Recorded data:
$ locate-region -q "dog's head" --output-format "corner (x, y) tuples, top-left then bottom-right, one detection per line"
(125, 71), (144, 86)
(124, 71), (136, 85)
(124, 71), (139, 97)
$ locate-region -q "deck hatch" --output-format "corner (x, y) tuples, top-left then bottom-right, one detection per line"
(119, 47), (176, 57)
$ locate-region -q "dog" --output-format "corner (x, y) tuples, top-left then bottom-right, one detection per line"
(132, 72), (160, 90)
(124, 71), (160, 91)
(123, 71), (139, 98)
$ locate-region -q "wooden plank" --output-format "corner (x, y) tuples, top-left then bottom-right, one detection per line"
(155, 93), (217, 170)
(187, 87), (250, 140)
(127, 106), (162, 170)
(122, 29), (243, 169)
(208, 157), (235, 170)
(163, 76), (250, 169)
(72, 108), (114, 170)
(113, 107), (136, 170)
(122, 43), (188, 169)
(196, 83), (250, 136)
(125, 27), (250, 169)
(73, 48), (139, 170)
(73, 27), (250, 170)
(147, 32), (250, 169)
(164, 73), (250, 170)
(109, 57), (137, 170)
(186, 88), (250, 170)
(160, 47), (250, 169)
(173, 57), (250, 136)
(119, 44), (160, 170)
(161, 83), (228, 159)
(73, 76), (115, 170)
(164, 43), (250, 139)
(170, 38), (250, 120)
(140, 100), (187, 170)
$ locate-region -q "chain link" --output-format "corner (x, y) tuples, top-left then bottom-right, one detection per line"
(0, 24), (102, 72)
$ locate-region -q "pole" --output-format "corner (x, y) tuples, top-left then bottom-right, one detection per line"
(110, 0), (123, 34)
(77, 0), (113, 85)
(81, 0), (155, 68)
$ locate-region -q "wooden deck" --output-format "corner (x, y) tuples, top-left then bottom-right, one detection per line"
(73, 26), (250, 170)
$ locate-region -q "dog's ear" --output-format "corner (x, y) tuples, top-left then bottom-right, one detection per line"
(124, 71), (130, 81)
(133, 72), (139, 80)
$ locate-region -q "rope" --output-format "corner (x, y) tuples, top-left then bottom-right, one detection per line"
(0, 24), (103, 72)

EXERCISE AIM:
All of the data above must be retyped exactly.

OUTPUT BELOW:
$ locate-region -q "dog's head" --output-format "corner (x, y) tuples, top-left then bottom-right, one detection per line"
(125, 71), (144, 86)
(124, 71), (136, 85)
(124, 71), (139, 97)
$ locate-region -q "deck hatch" --output-format "corner (x, y) tuples, top-left then bottom-right, one detection per line"
(119, 47), (176, 57)
$ locate-region -q "dog" --output-format "corner (x, y) tuples, top-left then bottom-right, one detection per line"
(132, 72), (160, 90)
(124, 71), (160, 91)
(123, 71), (139, 98)
$ locate-region -q "wooden plank" --output-format "corner (x, y) tuples, top-left then bottom-right, one detection per line"
(155, 93), (217, 170)
(187, 87), (250, 140)
(127, 106), (162, 170)
(122, 29), (243, 169)
(208, 157), (235, 170)
(163, 76), (250, 169)
(72, 108), (114, 170)
(113, 107), (136, 170)
(122, 43), (188, 169)
(196, 83), (250, 136)
(125, 27), (250, 169)
(73, 48), (139, 170)
(73, 27), (250, 170)
(147, 32), (250, 169)
(164, 73), (250, 170)
(109, 57), (137, 170)
(186, 88), (250, 170)
(160, 47), (250, 169)
(173, 57), (250, 136)
(119, 44), (160, 170)
(161, 83), (228, 159)
(73, 76), (115, 170)
(164, 43), (250, 139)
(170, 38), (250, 120)
(140, 100), (187, 170)
$ locate-region -q "chain link" --output-format "corner (x, y) tuples, top-left then bottom-right, one detection per line"
(0, 24), (102, 72)
$ locate-region -q "pole" --output-format "corner (x, y) tuples, top-left then bottom-right, one detection per line"
(110, 0), (123, 34)
(77, 0), (113, 85)
(81, 0), (155, 68)
$ locate-region -q "wooden deck" --output-format "corner (x, y) tuples, top-left then bottom-right, one detection per line"
(73, 26), (250, 170)
$ locate-region -q "dog's ear" --output-format "corner (x, y) tuples, top-left then bottom-right, one detection per line"
(124, 71), (130, 81)
(133, 72), (139, 80)
$ locate-region -q "rope" --output-format "corner (x, y) tuples, top-left then bottom-right, one detection per line"
(0, 24), (103, 72)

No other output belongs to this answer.